Objectif 1: Extrais chaque ligne ci-dessous qui contient le mot « hair », en respectant les majuscules et les minuscules.

Extrait du texte:
▼

Les Québécois des autres régions sont de moins en moins nombreux à déménager à Montréal, surtout les jeunes adultes. C’est ce qui explique en grande partie le déficit migratoire interrégional de la métropole, peut-on conclure en analysant les données diffusées jeudi par l’Institut de la statistique du Québec (ISQ).

« Ce qui a changé au fil du temps, c’est que Montréal fait des gains très faibles, et même pas de gain du tout, chez les jeunes adultes, les 15-24 ans. Si on remonte au début des années 2000, Montréal faisant des gains au détriment de plusieurs autres régions dans ces groupes d’âge, mais ces gains sont devenus beaucoup plus faibles ces dernières années », explique Martine Saint-Amour, démographe à l’ISQ.

En 2001-2002, 23 300 Québécois d’autres régions âgés de 15 à 29 se sont établis à Montréal. En 2022-2023, ils n’étaient plus que 9300 à s’y installer, tandis que 10 700 ont quitté l’île, engendrant un solde migratoire négatif de 1400 dans cette tranche d’âge.

▲

Lignes fournies:

▼

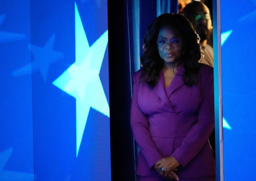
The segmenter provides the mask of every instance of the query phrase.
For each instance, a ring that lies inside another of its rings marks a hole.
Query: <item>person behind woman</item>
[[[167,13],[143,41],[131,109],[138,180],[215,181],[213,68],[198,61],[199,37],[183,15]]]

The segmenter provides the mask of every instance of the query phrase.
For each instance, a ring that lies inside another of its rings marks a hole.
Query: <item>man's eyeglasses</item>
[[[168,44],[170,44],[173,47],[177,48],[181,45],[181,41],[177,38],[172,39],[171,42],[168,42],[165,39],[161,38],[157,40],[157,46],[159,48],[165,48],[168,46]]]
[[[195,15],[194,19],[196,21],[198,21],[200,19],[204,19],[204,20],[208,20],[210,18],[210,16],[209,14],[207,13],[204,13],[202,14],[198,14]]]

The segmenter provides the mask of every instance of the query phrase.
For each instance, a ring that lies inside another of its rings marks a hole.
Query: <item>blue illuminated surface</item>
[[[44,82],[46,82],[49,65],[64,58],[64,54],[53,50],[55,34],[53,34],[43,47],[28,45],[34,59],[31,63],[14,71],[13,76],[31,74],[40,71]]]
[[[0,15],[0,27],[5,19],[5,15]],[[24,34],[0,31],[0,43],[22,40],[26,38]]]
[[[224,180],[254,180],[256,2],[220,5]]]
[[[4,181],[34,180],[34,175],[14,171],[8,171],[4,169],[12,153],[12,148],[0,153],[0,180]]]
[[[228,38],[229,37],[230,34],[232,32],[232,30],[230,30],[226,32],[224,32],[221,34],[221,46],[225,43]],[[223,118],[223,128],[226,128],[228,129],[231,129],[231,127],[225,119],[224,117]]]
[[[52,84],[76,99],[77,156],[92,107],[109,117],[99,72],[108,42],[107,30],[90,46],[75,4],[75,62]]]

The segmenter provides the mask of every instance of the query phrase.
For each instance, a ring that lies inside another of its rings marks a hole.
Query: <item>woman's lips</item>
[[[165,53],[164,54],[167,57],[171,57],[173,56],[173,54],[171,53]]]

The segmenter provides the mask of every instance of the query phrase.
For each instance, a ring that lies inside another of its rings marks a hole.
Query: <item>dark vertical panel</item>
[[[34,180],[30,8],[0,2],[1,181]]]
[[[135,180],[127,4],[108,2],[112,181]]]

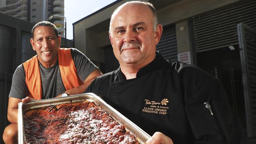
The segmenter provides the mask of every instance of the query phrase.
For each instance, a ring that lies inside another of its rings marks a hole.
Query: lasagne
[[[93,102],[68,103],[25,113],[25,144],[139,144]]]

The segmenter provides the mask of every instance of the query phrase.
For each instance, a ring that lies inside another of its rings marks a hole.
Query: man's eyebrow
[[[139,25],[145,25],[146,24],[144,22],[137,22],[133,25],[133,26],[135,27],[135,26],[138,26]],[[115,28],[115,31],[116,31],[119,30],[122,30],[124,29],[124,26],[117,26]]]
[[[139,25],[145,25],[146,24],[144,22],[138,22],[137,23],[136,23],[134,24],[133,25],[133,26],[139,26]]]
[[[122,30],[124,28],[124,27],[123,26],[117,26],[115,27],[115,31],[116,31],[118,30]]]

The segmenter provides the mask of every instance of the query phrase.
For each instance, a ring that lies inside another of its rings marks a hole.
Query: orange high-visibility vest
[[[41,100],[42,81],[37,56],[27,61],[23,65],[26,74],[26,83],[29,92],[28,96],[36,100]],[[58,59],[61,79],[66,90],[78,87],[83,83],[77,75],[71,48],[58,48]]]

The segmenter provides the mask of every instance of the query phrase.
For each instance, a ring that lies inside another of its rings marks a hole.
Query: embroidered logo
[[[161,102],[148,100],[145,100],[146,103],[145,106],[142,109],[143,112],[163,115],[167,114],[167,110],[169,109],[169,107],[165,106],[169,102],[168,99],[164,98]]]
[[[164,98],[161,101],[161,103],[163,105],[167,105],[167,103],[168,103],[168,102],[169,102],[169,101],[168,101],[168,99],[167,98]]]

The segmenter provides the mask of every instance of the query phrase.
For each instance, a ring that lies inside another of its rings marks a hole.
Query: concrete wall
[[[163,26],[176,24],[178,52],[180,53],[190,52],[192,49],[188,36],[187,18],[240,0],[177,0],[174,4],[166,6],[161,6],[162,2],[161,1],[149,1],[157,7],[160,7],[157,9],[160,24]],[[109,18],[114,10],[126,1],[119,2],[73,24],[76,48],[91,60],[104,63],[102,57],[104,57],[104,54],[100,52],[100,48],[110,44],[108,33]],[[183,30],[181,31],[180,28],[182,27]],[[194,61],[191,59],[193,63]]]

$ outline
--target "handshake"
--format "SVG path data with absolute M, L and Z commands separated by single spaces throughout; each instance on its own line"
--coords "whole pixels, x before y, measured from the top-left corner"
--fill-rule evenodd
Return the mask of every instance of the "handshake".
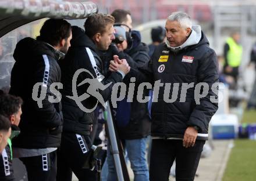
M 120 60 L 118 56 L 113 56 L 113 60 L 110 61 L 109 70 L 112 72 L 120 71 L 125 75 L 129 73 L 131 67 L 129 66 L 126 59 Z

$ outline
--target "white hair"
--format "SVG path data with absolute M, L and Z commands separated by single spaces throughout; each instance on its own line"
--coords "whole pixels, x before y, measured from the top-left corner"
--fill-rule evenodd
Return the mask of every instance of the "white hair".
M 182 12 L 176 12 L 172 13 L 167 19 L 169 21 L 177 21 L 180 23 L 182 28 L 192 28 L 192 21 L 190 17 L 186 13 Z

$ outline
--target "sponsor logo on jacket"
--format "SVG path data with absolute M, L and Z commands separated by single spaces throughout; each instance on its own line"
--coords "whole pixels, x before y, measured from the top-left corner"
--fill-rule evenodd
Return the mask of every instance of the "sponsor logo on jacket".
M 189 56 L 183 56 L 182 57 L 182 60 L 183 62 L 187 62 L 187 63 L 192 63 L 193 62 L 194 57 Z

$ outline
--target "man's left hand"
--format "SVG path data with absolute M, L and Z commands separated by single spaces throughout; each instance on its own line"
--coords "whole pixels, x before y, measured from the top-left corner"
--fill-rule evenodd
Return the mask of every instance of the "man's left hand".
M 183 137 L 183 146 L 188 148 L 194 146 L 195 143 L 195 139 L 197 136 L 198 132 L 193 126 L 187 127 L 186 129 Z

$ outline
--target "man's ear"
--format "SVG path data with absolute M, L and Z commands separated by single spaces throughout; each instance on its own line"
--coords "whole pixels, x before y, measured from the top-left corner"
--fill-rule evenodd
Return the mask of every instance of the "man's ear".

▲
▼

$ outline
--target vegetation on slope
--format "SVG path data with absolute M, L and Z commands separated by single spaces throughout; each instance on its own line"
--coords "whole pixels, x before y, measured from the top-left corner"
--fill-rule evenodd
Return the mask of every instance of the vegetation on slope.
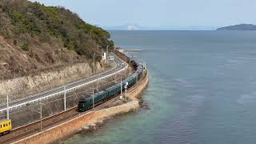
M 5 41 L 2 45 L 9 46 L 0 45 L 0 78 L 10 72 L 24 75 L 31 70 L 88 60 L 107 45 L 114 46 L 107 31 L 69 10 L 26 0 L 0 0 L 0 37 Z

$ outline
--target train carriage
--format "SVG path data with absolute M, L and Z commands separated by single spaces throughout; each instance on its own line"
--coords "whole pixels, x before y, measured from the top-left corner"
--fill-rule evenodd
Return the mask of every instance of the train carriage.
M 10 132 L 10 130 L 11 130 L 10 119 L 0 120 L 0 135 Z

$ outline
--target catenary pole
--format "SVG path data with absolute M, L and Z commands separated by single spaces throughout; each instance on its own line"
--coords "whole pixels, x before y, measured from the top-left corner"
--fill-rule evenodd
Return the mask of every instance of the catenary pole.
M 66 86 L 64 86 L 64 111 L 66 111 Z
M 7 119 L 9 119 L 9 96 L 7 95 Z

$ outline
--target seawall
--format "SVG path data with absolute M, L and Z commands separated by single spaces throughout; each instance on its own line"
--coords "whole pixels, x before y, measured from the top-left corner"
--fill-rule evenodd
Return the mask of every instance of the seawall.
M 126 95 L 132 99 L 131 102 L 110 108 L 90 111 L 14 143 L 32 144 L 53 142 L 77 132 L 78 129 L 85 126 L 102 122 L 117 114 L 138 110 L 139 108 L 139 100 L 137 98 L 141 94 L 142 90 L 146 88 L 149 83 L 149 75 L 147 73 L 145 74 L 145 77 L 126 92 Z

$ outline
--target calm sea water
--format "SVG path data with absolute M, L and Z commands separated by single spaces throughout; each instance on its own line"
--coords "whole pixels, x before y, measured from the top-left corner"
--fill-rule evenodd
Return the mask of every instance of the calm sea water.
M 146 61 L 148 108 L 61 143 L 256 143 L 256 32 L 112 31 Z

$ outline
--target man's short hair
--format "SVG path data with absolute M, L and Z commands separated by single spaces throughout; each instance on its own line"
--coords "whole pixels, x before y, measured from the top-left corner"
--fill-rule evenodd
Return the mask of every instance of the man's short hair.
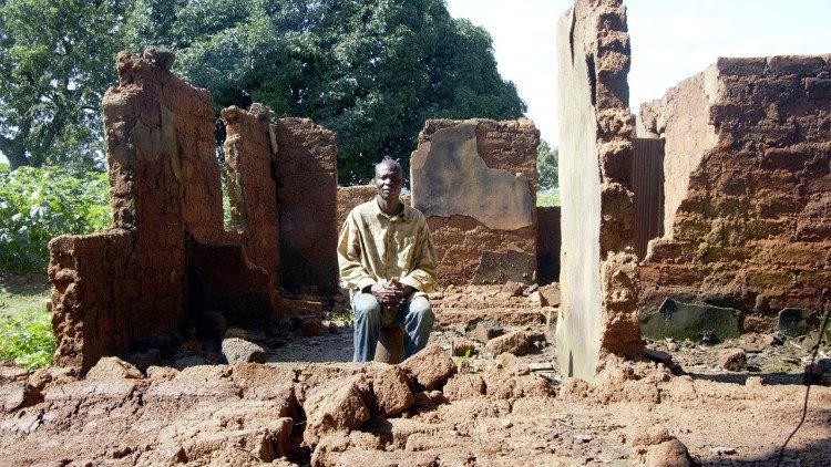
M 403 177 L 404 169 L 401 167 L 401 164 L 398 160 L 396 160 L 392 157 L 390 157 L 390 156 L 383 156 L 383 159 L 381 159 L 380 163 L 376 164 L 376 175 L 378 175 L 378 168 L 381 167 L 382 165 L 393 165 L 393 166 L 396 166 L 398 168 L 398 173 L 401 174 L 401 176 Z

▲
▼

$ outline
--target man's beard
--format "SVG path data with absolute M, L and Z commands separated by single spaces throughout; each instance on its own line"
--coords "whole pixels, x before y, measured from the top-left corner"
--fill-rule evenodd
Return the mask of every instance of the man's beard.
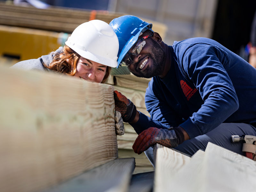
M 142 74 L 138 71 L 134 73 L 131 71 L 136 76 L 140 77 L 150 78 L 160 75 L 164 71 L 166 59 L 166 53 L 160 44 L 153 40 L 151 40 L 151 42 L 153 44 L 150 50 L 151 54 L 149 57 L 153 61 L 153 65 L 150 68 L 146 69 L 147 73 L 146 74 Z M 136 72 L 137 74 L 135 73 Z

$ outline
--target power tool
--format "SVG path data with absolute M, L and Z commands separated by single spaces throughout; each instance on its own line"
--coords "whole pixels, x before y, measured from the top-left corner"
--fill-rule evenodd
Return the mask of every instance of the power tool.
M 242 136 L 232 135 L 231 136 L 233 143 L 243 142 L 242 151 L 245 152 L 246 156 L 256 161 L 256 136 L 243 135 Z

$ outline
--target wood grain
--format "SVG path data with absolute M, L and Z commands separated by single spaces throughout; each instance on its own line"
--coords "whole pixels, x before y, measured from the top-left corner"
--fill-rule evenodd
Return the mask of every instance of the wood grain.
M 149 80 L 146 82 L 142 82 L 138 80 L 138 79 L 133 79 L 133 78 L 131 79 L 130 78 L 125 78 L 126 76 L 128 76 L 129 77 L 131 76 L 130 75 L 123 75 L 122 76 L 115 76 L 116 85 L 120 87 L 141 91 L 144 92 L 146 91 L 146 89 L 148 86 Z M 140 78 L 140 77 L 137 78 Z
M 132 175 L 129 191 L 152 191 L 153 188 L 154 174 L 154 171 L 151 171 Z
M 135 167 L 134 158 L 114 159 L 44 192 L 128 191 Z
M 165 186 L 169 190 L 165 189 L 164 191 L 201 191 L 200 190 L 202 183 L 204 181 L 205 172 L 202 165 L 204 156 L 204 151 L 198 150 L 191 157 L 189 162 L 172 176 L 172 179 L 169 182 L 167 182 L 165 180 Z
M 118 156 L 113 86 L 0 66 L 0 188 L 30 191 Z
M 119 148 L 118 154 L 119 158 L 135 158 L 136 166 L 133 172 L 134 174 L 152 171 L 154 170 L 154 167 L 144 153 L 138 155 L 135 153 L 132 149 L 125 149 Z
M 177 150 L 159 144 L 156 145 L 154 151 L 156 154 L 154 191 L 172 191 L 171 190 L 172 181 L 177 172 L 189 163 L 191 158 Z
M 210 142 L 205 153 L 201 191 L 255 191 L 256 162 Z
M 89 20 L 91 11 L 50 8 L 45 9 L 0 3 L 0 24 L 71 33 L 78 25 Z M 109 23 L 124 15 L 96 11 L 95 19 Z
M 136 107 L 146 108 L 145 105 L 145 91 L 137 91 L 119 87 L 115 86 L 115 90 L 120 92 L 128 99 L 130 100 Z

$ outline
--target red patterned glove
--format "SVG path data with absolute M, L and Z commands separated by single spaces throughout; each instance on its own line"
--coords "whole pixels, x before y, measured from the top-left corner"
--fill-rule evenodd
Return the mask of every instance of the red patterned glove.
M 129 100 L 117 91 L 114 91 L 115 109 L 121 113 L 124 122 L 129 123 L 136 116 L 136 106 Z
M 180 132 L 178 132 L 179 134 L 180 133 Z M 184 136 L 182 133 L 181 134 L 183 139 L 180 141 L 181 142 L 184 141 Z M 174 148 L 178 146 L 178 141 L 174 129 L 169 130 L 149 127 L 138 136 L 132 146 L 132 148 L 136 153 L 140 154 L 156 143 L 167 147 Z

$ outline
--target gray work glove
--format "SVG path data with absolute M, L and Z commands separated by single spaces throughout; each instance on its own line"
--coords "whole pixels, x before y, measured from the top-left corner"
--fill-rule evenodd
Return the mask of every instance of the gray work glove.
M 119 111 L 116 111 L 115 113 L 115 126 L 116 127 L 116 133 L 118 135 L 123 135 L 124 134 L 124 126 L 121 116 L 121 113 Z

▲

Objectif 2: Écris mot pour mot le passage du texte sur les déménagements vers Montréal, de « Les Québécois des » à « démographe à l’ISQ. ».

Résultat attendu 1:
--target "white hair"
Return the mask of every instance of the "white hair".
--target man's short hair
Return the mask of every instance of the man's short hair.

Résultat attendu 2:
Les Québécois des autres régions sont de moins en moins nombreux à déménager à Montréal, surtout les jeunes adultes. C’est ce qui explique en grande partie le déficit migratoire interrégional de la métropole, peut-on conclure en analysant les données diffusées jeudi par l’Institut de la statistique du Québec (ISQ).

« Ce qui a changé au fil du temps, c’est que Montréal fait des gains très faibles, et même pas de gain du tout, chez les jeunes adultes, les 15-24 ans. Si on remonte au début des années 2000, Montréal faisant des gains au détriment de plusieurs autres régions dans ces groupes d’âge, mais ces gains sont devenus beaucoup plus faibles ces dernières années », explique Martine Saint-Amour, démographe à l’ISQ.